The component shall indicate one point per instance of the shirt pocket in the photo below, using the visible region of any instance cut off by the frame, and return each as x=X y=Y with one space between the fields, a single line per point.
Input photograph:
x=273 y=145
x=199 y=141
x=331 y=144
# # # # # # #
§ **What is being asked**: Copy the listing above line for line, with no changes.

§ **Exercise result**:
The component shall indicate one point per instance of the shirt pocket in the photo below, using the visible region of any instance cut off by the frame, and return each as x=X y=Y with one space between the fields, a single line per point.
Input photograph:
x=273 y=145
x=199 y=141
x=331 y=144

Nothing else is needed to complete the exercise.